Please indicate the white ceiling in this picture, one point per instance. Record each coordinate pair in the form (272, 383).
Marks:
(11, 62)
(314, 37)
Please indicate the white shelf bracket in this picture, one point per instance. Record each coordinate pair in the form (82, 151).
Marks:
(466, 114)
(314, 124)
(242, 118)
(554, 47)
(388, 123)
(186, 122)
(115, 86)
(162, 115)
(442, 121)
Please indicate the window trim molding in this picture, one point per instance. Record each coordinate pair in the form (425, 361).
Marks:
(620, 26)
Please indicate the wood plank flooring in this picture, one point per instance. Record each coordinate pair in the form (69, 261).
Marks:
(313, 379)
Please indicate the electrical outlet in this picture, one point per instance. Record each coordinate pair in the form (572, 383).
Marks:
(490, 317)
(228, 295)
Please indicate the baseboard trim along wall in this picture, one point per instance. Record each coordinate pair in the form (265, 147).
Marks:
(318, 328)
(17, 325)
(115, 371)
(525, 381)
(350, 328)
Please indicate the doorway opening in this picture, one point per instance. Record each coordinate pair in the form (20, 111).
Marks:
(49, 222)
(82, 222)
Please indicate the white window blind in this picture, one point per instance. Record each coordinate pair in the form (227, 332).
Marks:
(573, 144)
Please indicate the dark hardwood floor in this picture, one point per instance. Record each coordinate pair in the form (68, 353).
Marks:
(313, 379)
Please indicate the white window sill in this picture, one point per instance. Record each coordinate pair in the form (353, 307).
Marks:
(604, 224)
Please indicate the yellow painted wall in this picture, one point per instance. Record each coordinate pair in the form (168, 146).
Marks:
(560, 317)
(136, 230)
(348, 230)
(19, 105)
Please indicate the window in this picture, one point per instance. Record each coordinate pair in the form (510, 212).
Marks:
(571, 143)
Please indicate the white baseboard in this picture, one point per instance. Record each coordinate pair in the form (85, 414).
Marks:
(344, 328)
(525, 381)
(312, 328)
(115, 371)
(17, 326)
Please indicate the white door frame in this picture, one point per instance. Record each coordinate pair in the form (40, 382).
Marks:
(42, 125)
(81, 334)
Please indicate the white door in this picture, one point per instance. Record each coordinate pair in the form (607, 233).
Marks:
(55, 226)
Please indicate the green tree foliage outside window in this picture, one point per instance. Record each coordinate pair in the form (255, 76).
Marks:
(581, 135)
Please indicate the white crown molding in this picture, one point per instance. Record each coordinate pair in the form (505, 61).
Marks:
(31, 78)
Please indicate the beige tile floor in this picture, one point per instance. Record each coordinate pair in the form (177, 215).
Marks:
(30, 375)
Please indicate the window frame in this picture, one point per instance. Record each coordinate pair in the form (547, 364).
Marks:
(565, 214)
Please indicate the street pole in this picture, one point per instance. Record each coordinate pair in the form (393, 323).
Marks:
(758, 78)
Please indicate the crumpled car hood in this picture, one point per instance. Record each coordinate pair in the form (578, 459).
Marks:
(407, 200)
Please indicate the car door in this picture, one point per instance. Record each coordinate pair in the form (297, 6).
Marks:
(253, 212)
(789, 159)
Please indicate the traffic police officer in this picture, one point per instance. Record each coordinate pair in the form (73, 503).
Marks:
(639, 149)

————

WHAT IS BEING ASKED
Scan the material above for lines holding the string "molding" and copy those lines.

REPLY
Please indicate the window trim molding in this picture, one point per instance. Record each coordinate pair in the form (425, 361).
Please indicate the white crown molding in this picture, one point per instance. Record each coordinate pair in the form (505, 61).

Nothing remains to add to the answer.